■ **REQUIREMENT A**:
Reproduce the passage of the parenting advice column from "Twice-exceptional students who" to "systems for success.".
■ **REQUIREMENT B**:
Answer these questions using the parenting advice column:
(i) How old is the son described in the letter?
(ii) How many core classes is he failing?
(iii) What kind of review is approaching for him?
■ **REQUIREMENT C**:
Continue the parenting advice column from its last sentence.

■ **PROVIDED PASSAGE**:
※

Dear Teen Parenting Coach

Q: My Twice-Exceptional Child Is Failing High School

Twice-exceptional students who are both academically gifted and living with ADHD may lack the tools and opportunities to showcase their talents and learning in some classroom settings. Learn how to stem the self-esteem crisis that often ensues in high school, and help your teen engineer their own systems for success.

“My 15-year-old son is twice exceptional. He’s intellectually gifted yet faces challenges with executive function. He also has been identified as having autism spectrum disorder and has had trouble completing assignments since he began middle school. Now that he’s a high school freshman, getting him to complete and turn in his homework has become a crisis. He is failing two core classes and is in danger of being held back. Given his social issues, and the fact he’s already one of the oldest in his class, we fear this could be catastrophic for him. It used to motivate him if I sat with him to do challenging assignments. Now he seems completely disengaged. It’s killing me and his father. His 504 review is approaching. What can we do to help our twice exceptional teen reach his potential? (I have ADD as well, so I’m very sensitive to his struggle.)”

※

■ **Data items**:

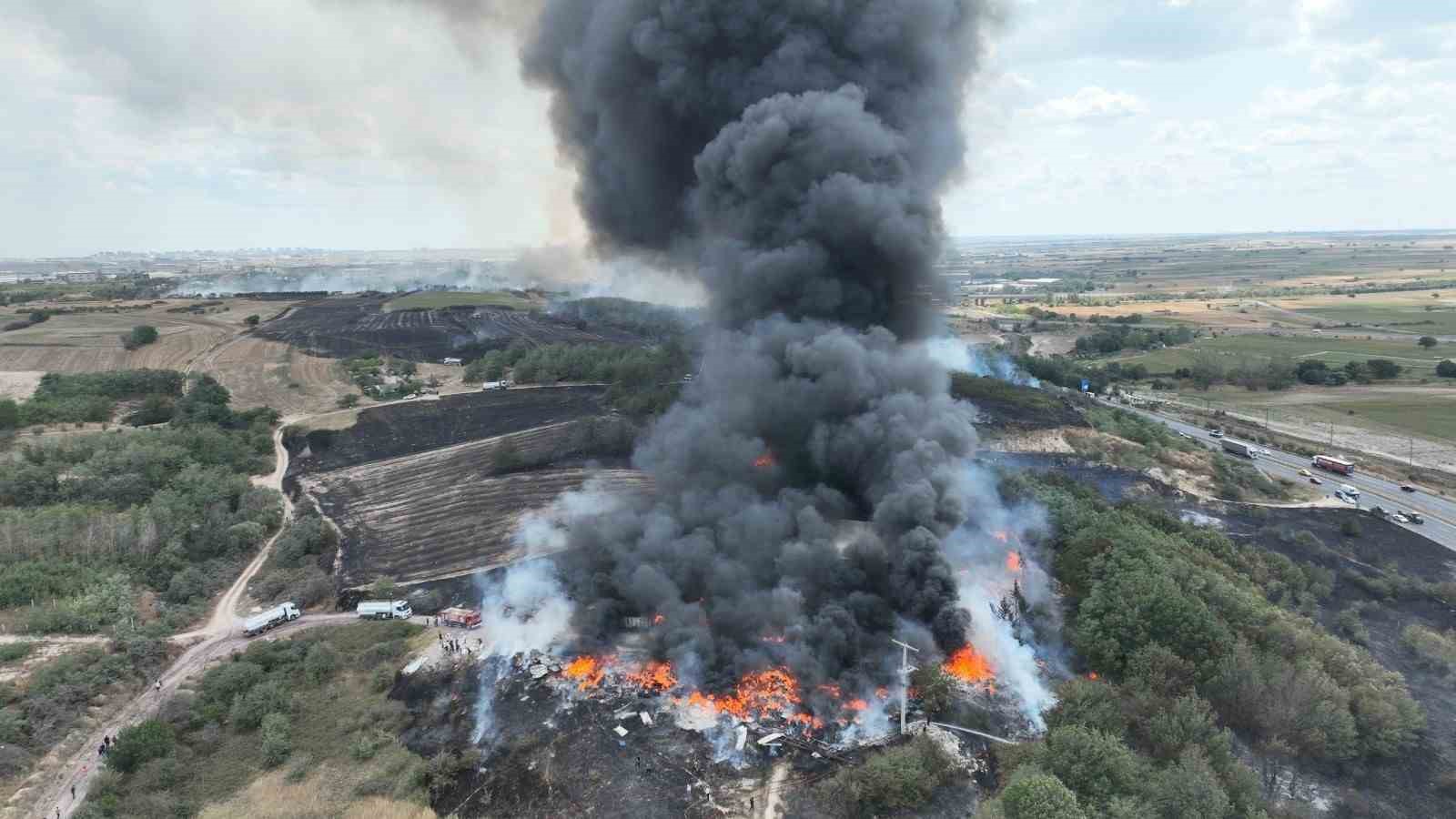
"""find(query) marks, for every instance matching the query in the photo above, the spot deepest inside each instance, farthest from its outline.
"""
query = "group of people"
(455, 644)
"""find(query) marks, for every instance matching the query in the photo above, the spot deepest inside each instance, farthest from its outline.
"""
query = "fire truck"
(1334, 465)
(460, 618)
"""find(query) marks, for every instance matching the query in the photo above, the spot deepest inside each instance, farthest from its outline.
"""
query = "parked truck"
(1239, 448)
(271, 618)
(460, 618)
(385, 610)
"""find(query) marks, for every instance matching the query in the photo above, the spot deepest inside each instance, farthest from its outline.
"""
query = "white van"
(385, 610)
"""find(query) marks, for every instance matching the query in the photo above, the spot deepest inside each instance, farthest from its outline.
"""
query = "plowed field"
(359, 325)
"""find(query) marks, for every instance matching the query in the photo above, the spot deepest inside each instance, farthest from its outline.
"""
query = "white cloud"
(1089, 104)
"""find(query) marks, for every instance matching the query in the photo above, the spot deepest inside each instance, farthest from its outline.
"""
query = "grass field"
(1390, 317)
(1259, 347)
(439, 299)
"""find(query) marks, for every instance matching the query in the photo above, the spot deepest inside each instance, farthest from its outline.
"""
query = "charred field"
(430, 490)
(353, 325)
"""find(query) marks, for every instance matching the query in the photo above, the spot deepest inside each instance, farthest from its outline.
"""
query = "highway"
(1439, 511)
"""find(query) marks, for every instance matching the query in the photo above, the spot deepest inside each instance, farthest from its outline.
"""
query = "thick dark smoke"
(793, 152)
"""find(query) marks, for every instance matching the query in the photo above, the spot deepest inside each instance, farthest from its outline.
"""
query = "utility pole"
(905, 678)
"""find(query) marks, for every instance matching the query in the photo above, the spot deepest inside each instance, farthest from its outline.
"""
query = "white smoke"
(958, 356)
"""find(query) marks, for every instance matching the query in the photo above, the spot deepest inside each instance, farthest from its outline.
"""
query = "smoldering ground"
(791, 155)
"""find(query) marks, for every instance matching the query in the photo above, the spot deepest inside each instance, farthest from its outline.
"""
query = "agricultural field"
(441, 299)
(1263, 347)
(359, 325)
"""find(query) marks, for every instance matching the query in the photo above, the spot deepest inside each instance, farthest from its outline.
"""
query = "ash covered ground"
(356, 325)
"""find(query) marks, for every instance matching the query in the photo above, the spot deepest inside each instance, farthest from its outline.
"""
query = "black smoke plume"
(793, 155)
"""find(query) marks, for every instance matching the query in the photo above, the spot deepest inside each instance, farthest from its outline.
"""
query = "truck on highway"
(1239, 448)
(385, 610)
(271, 618)
(460, 618)
(1334, 465)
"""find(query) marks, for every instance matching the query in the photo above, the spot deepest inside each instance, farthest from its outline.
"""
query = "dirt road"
(220, 637)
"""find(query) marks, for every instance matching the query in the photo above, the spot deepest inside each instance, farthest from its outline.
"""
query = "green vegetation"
(899, 778)
(305, 703)
(1121, 337)
(66, 398)
(89, 522)
(1434, 649)
(300, 566)
(1193, 637)
(644, 380)
(36, 717)
(441, 299)
(382, 378)
(140, 336)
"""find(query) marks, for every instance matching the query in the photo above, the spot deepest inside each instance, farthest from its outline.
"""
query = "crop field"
(360, 325)
(437, 300)
(440, 513)
(393, 430)
(1242, 349)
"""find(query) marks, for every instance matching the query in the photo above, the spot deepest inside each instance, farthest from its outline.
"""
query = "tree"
(934, 688)
(1040, 796)
(146, 741)
(140, 336)
(277, 739)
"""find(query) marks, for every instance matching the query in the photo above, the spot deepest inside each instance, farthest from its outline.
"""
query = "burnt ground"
(356, 325)
(1390, 554)
(551, 761)
(419, 426)
(552, 753)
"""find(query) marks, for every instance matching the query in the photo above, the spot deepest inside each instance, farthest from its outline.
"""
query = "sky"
(380, 124)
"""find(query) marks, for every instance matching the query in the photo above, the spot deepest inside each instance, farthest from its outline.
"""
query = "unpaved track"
(220, 637)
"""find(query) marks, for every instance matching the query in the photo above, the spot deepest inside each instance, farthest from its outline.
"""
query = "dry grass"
(327, 793)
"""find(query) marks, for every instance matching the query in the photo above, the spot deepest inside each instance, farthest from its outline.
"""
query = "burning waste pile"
(815, 496)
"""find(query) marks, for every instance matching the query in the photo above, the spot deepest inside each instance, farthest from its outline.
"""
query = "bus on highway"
(1334, 465)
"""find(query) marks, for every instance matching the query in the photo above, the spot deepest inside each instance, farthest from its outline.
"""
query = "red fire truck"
(460, 618)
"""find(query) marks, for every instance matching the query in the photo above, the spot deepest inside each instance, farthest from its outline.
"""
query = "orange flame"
(589, 671)
(654, 676)
(968, 665)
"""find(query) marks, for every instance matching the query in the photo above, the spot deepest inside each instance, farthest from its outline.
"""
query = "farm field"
(1261, 347)
(437, 300)
(356, 325)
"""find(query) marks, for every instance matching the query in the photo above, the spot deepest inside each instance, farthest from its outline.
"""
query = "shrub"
(277, 739)
(150, 739)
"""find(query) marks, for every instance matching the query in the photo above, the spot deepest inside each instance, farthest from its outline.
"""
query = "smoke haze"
(793, 157)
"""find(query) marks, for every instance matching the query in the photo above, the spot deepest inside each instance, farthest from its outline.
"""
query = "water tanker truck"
(269, 618)
(385, 610)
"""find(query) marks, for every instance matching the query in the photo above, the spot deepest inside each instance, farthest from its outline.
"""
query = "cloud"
(1089, 104)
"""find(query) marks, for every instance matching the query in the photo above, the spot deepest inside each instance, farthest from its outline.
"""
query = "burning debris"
(794, 165)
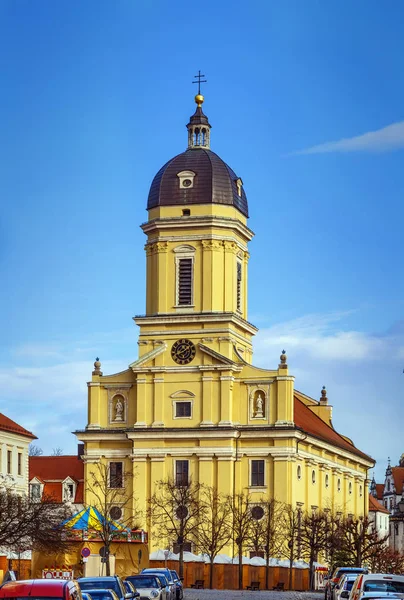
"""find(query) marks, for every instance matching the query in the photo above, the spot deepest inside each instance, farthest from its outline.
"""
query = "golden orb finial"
(199, 99)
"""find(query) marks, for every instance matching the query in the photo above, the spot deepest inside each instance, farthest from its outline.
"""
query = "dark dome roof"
(214, 183)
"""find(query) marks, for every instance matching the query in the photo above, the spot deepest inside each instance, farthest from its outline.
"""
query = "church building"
(192, 404)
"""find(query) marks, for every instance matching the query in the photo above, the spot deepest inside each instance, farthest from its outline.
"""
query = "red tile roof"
(53, 470)
(375, 506)
(312, 424)
(398, 476)
(7, 424)
(379, 490)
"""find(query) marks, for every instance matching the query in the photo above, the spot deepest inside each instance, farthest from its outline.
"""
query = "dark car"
(105, 583)
(178, 585)
(336, 576)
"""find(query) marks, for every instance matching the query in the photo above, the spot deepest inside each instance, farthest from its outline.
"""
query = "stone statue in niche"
(118, 409)
(259, 406)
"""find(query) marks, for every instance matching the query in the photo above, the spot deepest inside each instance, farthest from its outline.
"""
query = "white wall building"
(14, 442)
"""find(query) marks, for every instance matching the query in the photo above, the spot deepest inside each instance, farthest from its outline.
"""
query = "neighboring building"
(58, 477)
(192, 404)
(14, 443)
(379, 517)
(392, 498)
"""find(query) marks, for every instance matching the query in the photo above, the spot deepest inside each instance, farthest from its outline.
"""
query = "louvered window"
(115, 475)
(257, 473)
(239, 286)
(181, 472)
(185, 281)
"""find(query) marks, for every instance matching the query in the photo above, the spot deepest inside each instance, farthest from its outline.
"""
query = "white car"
(344, 586)
(378, 585)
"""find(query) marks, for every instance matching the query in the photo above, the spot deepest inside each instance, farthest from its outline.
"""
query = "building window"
(181, 472)
(257, 473)
(35, 492)
(182, 409)
(185, 269)
(115, 475)
(239, 286)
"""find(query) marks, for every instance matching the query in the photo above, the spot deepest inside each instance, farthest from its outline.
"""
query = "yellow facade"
(238, 418)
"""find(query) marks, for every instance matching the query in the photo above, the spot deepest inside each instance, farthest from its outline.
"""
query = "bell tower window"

※

■ **TASK RESULT A**:
Twice-exceptional students who are both academically gifted and living with ADHD may lack the tools and opportunities to showcase their talents and learning in some classroom settings. Learn how to stem the self-esteem crisis that often ensues in high school, and help your teen engineer their own systems for success.

■ **TASK RESULT B**:
(i) He is 15 years old.
(ii) He is failing two core classes.
(iii) His 504 review is approaching.

■ **TASK RESULT C**:
Dear LoveMyBoy,

Twice-exceptional (2E) children have great abilities, but often lack the tools and opportunities to demonstrate their gifts and strengths — as well as their needs — in ‘traditional’ classroom settings not designed to foster neurodiverse learners. Talking to a 2E child, you may assume that his obvious knowledge and skills will translate to success in school. Intellectual capacity, however, is in no way correlated to the executive functioning and self-management skills that help teens navigate the demands of school and social relationships.

Twice-Exceptional Teens Face Unique Challenges

As twice-exceptional children move into adolescence, their executive dysfunction can become a source of personal frustration. They begin to recognize their own great potential — and the fact that they are not achieving the expectations of others, or of themselves. As a result, 2E kids may become frustrated, anxious, and moody in middle and high school.

Happiness, Not Homework, Is the Priority

Given your son’s apathy and recent failures at school, it makes sense to first address your concerns related to his mood and self-esteem. In other words, put a lot of effort toward improving his mental health and self-esteem. School will follow.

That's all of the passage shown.